> [Work task]
Write the next part of the article on the halted breast-cancer drug trial, picking up right after its last sentence.

Health Check: 'Drug companies stand to gain, but women lose out'Jeremy Laurance

20 October 2003

 

It was late afternoon when Charlotte from a PR company called. She wanted to

alert me to a drug trial that had been halted early, but could say no more until

the morning. I wondered who was paying the PR company to irritate reporters by

phoning them to tell them what they couldn't tell them. In fact, Charlotte did

have a good story, but it came with a sting in the tale that amounted to a

betrayal of women.

 

A breast-cancer drug, letrozole, had proved so effective that doctors had

abandoned a trial of 5,200 women halfway through its five-year term in order

that those on placebo could be offered it. Results of the Canadian-led study

were released early by the New England Journal of Medicine.

 

Ostensibly, this looks like good news for breast-cancer patients and, thanks to

the PR company, the story was widely reported. But what about the long-term

effects? Of course, the researchers had a responsibility to tell the women the

early results and release those who wanted to leave the trial so that they could

get the drug. But they did not have to stop it. Now, it is unlikely that any

long-term trial of the drug will go ahead.

 

The decision to abandon the letrozole trial is remarkable given what we know

about another drug trial that was abandoned early because the results were so

" good " . Tamoxifen is an established treatment for breast cancer but its role in

preventing the disease in high-risk women was unclear.

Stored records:
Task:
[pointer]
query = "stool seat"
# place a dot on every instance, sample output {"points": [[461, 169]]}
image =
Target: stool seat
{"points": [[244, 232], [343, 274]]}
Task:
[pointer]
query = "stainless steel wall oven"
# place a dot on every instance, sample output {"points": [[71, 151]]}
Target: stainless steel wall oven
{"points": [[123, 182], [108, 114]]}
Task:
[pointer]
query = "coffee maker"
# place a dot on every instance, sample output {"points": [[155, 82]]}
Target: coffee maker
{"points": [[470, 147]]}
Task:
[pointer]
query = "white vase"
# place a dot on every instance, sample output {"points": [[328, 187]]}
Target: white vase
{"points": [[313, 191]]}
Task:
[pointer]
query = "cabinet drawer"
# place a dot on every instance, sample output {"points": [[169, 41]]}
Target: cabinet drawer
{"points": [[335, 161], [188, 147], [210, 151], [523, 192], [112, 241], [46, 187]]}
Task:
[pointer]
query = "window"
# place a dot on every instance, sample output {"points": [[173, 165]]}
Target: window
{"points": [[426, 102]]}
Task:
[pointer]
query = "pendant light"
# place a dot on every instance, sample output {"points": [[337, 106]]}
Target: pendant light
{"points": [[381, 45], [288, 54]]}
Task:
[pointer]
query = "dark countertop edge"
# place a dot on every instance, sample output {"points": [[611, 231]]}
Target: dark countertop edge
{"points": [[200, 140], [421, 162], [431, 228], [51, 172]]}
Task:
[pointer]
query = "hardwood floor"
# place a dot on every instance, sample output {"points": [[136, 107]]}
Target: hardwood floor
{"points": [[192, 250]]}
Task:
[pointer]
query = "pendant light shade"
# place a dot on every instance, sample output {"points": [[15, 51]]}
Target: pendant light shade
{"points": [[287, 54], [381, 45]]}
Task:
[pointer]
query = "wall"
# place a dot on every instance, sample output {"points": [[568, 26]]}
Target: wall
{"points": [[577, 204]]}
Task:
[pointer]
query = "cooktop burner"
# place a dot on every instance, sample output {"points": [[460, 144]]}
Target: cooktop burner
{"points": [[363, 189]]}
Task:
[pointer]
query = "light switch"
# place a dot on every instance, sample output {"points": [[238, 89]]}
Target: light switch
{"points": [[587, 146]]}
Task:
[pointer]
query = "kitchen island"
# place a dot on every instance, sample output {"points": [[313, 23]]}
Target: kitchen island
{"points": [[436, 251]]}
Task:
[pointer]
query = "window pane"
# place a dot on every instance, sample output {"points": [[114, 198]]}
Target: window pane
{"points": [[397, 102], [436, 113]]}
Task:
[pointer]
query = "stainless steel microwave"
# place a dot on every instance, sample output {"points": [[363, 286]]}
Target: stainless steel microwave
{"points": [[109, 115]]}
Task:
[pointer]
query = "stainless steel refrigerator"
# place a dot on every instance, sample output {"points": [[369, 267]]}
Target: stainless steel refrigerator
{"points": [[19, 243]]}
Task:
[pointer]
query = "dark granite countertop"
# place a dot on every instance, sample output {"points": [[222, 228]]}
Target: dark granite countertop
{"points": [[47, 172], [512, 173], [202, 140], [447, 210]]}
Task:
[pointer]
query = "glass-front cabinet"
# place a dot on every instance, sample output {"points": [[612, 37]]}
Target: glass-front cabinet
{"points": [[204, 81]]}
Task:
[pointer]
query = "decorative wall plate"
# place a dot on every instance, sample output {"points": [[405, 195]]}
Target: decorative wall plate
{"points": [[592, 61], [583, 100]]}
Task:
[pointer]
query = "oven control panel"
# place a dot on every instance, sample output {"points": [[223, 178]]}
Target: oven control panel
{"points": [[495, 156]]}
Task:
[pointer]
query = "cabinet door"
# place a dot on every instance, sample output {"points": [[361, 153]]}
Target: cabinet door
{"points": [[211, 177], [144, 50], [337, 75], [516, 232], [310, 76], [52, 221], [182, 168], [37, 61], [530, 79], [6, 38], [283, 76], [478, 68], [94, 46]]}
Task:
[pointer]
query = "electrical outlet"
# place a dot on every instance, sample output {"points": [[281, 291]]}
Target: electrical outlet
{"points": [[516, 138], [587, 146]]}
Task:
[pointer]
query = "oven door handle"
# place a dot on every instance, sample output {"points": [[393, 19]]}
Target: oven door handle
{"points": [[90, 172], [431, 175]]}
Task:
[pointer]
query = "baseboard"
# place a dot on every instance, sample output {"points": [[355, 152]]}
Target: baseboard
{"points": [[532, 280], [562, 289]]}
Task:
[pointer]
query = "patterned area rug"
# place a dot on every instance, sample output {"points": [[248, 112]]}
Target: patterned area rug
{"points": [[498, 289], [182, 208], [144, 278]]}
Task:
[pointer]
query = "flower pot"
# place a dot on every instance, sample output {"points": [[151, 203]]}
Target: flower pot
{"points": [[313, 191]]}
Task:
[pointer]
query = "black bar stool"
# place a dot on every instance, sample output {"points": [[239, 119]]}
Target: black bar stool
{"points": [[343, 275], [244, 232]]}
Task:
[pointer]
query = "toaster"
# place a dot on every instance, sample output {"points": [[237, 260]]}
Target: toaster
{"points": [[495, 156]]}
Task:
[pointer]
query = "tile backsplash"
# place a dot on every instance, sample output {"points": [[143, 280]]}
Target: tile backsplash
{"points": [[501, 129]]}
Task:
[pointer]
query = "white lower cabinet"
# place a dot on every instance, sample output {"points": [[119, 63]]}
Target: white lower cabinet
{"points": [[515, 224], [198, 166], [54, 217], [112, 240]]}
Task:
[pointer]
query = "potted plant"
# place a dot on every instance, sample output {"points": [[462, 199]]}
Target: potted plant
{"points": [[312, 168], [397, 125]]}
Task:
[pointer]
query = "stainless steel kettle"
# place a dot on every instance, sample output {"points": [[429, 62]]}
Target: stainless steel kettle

> [Answer to this exercise]
Two major trials were launched in the US and UK in the late 1990s, and when

there were positive results, the US trial was stopped early so that all the

women could be given tamoxifen. But the UK researchers took a different tack.

They revealed the early findings to the women but advised them to continue in

order to establish the long-term effects - and 99 per cent agreed to do so.

 

That decision was crucial because by the time the trial was completed, tamoxifen

appeared in a very different light. It did prevent breast cancers occurring, but

it also increased the rate of lethal side effects - blood clots and endometrial

cancer. These almost cancelled out its benefits, and tamoxifen is now not

generally recommended as a preventive drug in the UK.

 

So, why stop the letrozole trial so soon? Professor Ian Smith, head of the

breast unit at the Royal Marsden Hospital, said that the decision was

" unfortunate " ; Professor Jack Cuzick, head of statistics at Cancer Research UK,

said there was a trend in North America to " get a quick answer, not wait for

long-term results " . Who gains from these decisions? The drug manufacturers. Who

loses? No prizes for guessing: the women.